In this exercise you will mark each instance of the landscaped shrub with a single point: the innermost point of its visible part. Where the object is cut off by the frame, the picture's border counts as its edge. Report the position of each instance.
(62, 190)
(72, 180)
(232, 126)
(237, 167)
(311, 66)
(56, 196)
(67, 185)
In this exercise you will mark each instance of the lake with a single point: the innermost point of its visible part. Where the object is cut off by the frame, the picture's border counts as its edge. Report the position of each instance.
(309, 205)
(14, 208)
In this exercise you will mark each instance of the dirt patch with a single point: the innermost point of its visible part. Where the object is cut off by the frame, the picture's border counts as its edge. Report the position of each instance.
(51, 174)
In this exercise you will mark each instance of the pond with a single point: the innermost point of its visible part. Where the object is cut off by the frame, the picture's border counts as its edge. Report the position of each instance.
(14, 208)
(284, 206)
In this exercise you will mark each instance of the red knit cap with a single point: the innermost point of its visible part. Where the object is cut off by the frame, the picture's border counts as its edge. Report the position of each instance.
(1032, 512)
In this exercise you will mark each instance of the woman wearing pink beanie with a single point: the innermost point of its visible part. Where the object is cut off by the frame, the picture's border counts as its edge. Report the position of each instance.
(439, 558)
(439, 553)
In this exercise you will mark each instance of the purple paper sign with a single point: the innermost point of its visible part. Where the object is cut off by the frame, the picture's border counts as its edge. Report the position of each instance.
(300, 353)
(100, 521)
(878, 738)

● ● ● ● ● ● ●

▸ **What to work on**
The full set of lines above should be retyped without a single change.

▸ **Your response**
In this exercise you will mark each instance of the landscaped shrub with a single point: the innermost point of its visible part. Where the object is cut off by the frame, the picture's border counts as its edge. Report the position of each instance.
(62, 190)
(72, 180)
(232, 126)
(237, 167)
(311, 66)
(56, 196)
(67, 185)
In this exercise you will mark each instance of the lake with a single point: the innermost point of its visible part. Where the object is cut off by the frame, the picture's border counts as its edge. Report the position of each instance.
(309, 205)
(14, 208)
In this exercise you will mark each instance of the dirt patch with a single point: the innermost point of its visible part. Where the object is cut off by the frame, the picture's border counts as its edge. Report the position of each instance.
(51, 174)
In this exercise you will mark each instance of the pond with a single point: the innermost point of its visible part. Where the object is cut off by the frame, the picture's border counts as its edge. Report the position of each instance.
(14, 208)
(284, 206)
In this exercise you will mark each instance of the red knit cap with a single point: the innermost point of its visible part. Where the object is cut off by the frame, the picture's border counts as its edge. Report the position of each instance.
(1032, 512)
In this exercise you will mark each instance of the woman wearing pink beanie with a single point: the innermost point of its visible part. Where the object is cut off by the frame, the picture's border counts as its edge. Report the position of each instance.
(439, 558)
(439, 553)
In this exercise you will mark each instance of the purple paper sign with a single point: the innermost point of its visible part. Where the object is cut off by the frame, the picture's border counts as its edge. Report the position of each instance.
(300, 353)
(100, 521)
(878, 738)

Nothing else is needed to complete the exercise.